__Task statement__. From the air compressor article below, repeat word for word the portion between "Air compressors can" and "the type of compressor.", inclusive.

__Given passage__.
Air compressors can be used in a wide range of industries and applications. In this article we want to show you the different types of (industrial) air compressors that MARK has to offer, and their specific properties. That way you have an idea of which type of compressor might be best suited for your specific situation.
Air compressors create compressed air by drawing in environmental air and pressurising it. Air treatment systems clean the air during the process, resulting in clean pressurised air suitable for a wide array of applications.
How exactly air is compressed depends on the type of compressor.
The piston air compressor (or reciprocating compressor) is the oldest and most common type of compressor. Piston compressors are often the first compressor to buy when just starting out. The mechanism works as follows:
Essentially, a piston compressor contains a valve system and two valve discs. When the piston moves down, it draws air into the cylinder. One of the valve discs folds downward, allowing the air to pass. When the piston moves upward, the large disc folds upward also, and closes. The compressed air is then delivered to the end process. Essentially, the mechanism is that of a - small - combustion engine, like the ones that are used in cars.

__Provided material__.

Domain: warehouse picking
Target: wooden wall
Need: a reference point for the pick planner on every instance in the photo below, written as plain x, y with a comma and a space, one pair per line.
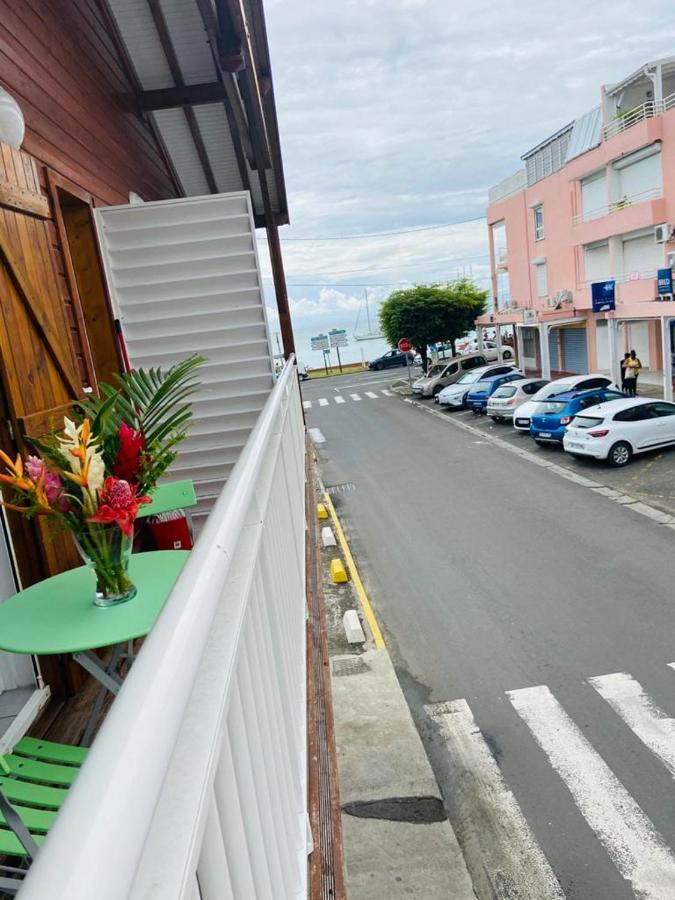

__Result__.
Air compressors can be used in a wide range of industries and applications. In this article we want to show you the different types of (industrial) air compressors that MARK has to offer, and their specific properties. That way you have an idea of which type of compressor might be best suited for your specific situation.
Air compressors create compressed air by drawing in environmental air and pressurising it. Air treatment systems clean the air during the process, resulting in clean pressurised air suitable for a wide array of applications.
How exactly air is compressed depends on the type of compressor.